### Text block
BEGIN
MKA considered sloping columns, but determined that “shifting” each column line slightly to follow the profile of the frustum would be more constructible and economical than sloping columns.

“We could have cantilevered the slabs at the perimeter to keep the column [lines truly vertical], but then you would still have a column through your living room in some units,” says Eckmann. Instead, “we stepped the perimeter columns 5 inches at each floor to generally follow the shape of the frustum,” he explains.

 From a structural and visual standpoint, that effectively creates a sloping column line. But there are  vertical columns within each story. The solution satisfied McHugh, which didn’t want to build more-complex sloping columns, says Eckmann.

To accommodate winds, the designers specified Chicago’s first blow-through floor. A double-height blow-through floor has no curtain wall and allows the wind to pass through the building rather than go around it.
END
### Task requirements
[1] List every proper name (people, companies, or places) that appears in the passage about the building's columns.
[2] Copy the passage about the building's columns word for word, starting with "From a structural" and going on through "columns, says Eckmann.".
Answer from the passage about the building's columns alone.

### Dataset extract
BEGIN
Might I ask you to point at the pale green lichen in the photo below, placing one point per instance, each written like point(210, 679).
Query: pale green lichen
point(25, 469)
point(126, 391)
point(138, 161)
END
### Activity answers
[1] MKA, Eckmann, McHugh, Chicago

[2]
From a structural and visual standpoint, that effectively creates a sloping column line. But there are  vertical columns within each story. The solution satisfied McHugh, which didn’t want to build more-complex sloping columns, says Eckmann.